Records from a data collection
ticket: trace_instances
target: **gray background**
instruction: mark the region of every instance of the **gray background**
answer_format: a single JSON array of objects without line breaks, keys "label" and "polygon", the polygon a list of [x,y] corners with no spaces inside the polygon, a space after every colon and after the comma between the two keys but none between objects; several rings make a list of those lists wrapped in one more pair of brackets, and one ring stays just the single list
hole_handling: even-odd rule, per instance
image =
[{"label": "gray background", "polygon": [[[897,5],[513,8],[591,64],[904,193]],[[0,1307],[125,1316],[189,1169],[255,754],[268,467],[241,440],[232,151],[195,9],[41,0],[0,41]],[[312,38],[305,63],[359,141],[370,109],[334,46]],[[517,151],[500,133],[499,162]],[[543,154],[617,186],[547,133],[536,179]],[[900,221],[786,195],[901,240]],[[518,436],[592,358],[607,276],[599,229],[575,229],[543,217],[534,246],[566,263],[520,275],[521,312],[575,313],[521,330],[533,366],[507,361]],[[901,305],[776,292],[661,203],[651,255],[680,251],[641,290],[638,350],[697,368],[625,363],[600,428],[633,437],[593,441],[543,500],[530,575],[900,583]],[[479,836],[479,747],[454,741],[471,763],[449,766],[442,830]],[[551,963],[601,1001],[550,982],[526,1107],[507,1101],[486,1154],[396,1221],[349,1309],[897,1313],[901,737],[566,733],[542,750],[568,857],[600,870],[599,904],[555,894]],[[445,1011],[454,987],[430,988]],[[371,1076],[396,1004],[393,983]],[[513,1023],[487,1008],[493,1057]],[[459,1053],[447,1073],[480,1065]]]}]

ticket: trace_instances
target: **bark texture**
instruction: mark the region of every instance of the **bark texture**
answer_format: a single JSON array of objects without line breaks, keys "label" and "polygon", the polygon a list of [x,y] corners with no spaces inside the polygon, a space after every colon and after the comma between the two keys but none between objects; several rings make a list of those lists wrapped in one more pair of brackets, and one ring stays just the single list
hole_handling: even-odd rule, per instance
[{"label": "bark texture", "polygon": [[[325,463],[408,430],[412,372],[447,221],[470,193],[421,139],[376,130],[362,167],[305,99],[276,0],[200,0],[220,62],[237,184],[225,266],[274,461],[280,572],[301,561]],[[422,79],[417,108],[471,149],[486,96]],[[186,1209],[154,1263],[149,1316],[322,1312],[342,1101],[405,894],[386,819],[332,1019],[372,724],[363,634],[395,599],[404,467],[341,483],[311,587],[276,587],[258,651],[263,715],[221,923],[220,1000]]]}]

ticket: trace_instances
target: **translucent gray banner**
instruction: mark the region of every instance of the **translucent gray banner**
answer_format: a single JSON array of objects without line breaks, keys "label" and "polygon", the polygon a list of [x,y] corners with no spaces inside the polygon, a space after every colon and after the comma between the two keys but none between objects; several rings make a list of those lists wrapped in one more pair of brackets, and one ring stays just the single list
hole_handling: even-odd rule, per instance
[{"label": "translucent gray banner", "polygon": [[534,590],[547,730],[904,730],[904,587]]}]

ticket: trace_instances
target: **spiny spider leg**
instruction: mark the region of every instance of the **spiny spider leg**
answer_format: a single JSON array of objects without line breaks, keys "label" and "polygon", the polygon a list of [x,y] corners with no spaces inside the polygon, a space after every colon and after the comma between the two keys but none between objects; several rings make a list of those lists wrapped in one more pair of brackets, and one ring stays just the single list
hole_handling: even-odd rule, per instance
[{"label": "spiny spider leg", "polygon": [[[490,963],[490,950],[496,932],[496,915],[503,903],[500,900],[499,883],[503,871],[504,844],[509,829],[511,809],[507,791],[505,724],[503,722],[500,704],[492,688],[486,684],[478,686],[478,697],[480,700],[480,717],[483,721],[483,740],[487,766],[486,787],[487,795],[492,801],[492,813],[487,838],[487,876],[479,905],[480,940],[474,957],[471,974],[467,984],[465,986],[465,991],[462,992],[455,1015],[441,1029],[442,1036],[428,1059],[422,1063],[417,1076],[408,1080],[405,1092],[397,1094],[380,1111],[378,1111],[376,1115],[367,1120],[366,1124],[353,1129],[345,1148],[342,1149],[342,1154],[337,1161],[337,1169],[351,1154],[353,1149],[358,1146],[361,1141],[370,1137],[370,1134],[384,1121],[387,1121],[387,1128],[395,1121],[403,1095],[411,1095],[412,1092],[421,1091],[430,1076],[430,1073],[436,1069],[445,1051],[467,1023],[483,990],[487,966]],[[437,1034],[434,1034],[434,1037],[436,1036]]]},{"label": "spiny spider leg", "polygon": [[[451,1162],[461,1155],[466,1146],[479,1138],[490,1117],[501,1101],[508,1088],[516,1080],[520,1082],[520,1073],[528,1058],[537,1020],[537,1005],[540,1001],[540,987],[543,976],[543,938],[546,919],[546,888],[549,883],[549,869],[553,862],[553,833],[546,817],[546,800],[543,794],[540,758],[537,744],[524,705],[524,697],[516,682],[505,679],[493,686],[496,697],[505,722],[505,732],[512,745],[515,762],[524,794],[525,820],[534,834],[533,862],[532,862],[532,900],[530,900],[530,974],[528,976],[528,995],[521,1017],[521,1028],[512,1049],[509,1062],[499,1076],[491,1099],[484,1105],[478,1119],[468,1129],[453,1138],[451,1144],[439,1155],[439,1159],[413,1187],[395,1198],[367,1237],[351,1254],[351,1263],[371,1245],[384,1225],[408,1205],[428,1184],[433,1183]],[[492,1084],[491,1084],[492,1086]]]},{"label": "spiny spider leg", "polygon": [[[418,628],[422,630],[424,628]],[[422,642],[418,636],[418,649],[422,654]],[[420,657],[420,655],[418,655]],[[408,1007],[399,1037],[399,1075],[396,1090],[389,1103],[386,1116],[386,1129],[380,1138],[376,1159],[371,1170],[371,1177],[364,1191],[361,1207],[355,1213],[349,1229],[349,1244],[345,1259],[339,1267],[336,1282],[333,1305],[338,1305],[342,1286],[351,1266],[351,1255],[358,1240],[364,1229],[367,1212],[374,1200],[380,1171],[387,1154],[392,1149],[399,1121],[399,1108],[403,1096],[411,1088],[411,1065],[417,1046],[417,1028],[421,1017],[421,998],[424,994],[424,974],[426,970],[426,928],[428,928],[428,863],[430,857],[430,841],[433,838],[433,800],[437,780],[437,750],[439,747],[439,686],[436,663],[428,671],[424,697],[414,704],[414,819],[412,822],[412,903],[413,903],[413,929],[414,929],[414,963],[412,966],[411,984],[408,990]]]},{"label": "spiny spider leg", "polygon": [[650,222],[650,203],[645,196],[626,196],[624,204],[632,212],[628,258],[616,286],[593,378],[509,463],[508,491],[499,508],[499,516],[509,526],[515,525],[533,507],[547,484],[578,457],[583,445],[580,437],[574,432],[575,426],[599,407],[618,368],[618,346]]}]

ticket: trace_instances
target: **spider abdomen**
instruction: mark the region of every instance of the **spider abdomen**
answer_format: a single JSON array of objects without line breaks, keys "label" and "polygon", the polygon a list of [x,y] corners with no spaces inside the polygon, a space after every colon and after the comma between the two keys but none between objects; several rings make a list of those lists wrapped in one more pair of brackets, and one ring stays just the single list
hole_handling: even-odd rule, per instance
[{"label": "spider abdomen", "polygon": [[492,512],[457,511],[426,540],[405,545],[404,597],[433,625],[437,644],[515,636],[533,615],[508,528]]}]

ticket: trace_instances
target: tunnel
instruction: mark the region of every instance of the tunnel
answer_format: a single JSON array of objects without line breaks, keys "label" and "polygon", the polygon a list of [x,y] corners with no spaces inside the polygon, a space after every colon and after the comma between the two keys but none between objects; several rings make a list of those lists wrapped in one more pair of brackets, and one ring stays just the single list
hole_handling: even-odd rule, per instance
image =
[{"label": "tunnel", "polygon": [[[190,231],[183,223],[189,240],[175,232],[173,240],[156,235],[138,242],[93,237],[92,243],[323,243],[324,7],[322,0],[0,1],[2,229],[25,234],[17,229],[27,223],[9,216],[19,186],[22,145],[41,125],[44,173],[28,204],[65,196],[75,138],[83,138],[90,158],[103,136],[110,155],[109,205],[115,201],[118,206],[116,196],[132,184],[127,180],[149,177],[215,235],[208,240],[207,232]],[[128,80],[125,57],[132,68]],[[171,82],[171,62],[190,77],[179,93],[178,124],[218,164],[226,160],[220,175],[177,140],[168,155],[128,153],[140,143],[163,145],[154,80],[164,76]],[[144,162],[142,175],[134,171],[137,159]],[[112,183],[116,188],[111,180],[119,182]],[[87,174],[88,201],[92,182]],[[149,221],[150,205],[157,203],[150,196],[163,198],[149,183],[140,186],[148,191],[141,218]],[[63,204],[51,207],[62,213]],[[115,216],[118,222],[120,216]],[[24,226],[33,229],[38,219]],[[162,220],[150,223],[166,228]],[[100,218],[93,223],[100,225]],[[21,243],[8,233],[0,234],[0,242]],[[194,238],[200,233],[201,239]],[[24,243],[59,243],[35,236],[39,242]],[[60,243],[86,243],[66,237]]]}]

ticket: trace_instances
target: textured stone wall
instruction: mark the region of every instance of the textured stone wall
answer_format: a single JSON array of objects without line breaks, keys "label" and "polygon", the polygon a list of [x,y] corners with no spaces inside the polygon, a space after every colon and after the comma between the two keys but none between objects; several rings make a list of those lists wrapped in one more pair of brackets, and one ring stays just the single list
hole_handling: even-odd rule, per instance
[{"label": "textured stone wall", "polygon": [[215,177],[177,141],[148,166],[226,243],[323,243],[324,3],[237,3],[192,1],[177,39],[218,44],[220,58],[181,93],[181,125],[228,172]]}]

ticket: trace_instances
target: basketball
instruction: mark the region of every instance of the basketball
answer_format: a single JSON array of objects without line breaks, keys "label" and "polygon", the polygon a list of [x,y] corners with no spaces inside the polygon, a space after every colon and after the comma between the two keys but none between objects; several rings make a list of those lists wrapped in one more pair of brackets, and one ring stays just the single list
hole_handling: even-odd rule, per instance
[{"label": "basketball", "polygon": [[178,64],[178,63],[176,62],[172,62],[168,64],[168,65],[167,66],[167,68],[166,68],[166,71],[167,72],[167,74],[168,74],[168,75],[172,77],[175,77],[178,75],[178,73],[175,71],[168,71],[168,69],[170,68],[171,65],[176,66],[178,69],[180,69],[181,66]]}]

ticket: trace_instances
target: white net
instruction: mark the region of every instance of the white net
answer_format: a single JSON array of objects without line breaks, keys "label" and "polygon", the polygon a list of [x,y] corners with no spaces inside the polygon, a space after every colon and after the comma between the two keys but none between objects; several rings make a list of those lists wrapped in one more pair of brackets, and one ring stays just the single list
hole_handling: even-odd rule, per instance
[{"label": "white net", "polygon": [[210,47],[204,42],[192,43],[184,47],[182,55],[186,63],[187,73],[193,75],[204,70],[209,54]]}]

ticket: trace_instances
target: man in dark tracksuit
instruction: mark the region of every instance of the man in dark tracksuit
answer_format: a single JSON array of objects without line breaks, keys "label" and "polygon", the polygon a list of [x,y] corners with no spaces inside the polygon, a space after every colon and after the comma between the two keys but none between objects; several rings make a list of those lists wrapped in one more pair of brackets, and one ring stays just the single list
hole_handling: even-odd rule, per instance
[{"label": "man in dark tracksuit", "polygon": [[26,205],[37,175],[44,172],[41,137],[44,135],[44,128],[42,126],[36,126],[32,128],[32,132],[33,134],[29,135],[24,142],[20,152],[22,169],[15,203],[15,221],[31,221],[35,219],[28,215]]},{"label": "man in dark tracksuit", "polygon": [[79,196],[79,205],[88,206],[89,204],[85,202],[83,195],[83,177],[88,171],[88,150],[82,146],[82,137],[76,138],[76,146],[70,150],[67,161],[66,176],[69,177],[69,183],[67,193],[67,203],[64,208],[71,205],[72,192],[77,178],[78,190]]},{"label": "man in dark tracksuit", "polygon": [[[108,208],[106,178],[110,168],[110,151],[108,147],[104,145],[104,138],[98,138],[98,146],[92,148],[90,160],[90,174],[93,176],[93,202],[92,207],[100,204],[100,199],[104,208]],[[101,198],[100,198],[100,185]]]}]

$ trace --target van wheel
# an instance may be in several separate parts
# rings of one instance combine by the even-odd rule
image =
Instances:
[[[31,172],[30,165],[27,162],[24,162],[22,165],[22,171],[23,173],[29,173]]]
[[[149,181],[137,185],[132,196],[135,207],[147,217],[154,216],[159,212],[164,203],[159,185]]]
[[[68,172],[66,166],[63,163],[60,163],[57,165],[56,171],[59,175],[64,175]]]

▶ **OBJECTIVE**
Locate each line in the listing above that contains the word "instruction", and copy all of those lines out in full.

▶ **EXERCISE SOLUTION**
instruction: mark the region of every instance of the **gray background**
instruction: mark the region of every instance of the **bark texture**
instruction: mark the region of every instance of the **translucent gray banner**
instruction: mark the region of every instance of the **spiny spider leg**
instruction: mark the region of every instance of the **spider abdomen**
instruction: mark the region of every instance of the tunnel
instruction: mark the region of every instance of the textured stone wall
instruction: mark the region of every instance of the basketball
instruction: mark the region of every instance of the white net
instruction: mark the region of every instance of the man in dark tracksuit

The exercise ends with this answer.